▶ [WHAT IS BEING ASKED] Reproduce each of the entries below word for word, changing nothing.
>> Start DATASET
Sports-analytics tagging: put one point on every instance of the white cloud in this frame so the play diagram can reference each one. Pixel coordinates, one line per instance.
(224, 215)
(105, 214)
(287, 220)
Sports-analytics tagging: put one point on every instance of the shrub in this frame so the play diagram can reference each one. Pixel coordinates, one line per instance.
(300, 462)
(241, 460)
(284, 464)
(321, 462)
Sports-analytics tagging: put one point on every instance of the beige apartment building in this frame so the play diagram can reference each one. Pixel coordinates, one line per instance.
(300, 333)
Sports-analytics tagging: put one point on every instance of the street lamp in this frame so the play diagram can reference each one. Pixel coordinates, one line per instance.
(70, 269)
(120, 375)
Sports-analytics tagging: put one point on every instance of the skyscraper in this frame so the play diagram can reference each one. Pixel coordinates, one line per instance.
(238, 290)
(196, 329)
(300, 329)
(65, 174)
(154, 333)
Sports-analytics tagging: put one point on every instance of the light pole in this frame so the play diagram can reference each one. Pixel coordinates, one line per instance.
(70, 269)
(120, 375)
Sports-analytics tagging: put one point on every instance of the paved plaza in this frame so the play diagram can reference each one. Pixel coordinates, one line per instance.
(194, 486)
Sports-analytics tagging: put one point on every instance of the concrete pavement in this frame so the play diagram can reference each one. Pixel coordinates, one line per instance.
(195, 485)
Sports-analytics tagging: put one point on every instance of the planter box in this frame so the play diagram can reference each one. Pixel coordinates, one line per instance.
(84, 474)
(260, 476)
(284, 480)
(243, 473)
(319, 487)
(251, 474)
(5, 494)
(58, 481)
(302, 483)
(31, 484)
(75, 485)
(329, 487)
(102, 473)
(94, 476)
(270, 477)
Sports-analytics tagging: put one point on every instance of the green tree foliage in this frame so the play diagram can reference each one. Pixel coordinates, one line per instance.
>> End DATASET
▶ [FINISHED EXERCISE]
Sports-analytics tagging: put one point on every instance of the white cloud in this frame so the play diagram can reference each one. Pixel coordinates, one line per instance.
(224, 215)
(105, 214)
(287, 220)
Sports-analytics tagging: put one point on every instance of the shrub in this frame so the play diagram can reference each one. Pixel coordinates, one line per instance.
(300, 462)
(241, 460)
(284, 464)
(321, 462)
Sports-analytics tagging: put one point on every instance of the beige apartment building in this frame so the play diagram can reference each one. Pixel coordinates, one line per instance.
(300, 333)
Sports-analytics tagging: put one point on every instance of the street lamp in this frame so the play diagram can reference each one. Pixel coordinates, one line per instance.
(70, 269)
(120, 375)
Sports-analytics tagging: put one point on every instance of the skyscraper in this frame so the play diagram can reference each one. Pixel coordinates, one line per instance.
(238, 290)
(196, 329)
(300, 329)
(65, 174)
(154, 333)
Sports-analytics tagging: put one point on every instance of the light pole in this frame so the play diagram can reference each one. Pixel coordinates, one line per instance.
(70, 269)
(120, 375)
Sports-analytics tagging: put one point on every instance of the paved plaza in this frame so the play diagram can reference each one. Pixel coordinates, one line per instance.
(194, 486)
Sports-analytics tagging: put one point on every instance of the concrete pavement in this frame so the play diagram can reference each one. Pixel coordinates, one line per instance.
(195, 485)
Sports-analytics tagging: put one point on every instance of the planter box in this frame so the play diagram can reference each one. Pixel coordinates, one line per instance.
(84, 474)
(260, 476)
(284, 480)
(243, 473)
(319, 487)
(251, 474)
(5, 494)
(58, 481)
(302, 483)
(31, 484)
(75, 485)
(329, 487)
(102, 473)
(94, 476)
(270, 477)
Sports-analytics tagging: put one point on every instance of the green tree foliage in this frame so the play diagram can reference each one. Pixel coordinates, one line per instance.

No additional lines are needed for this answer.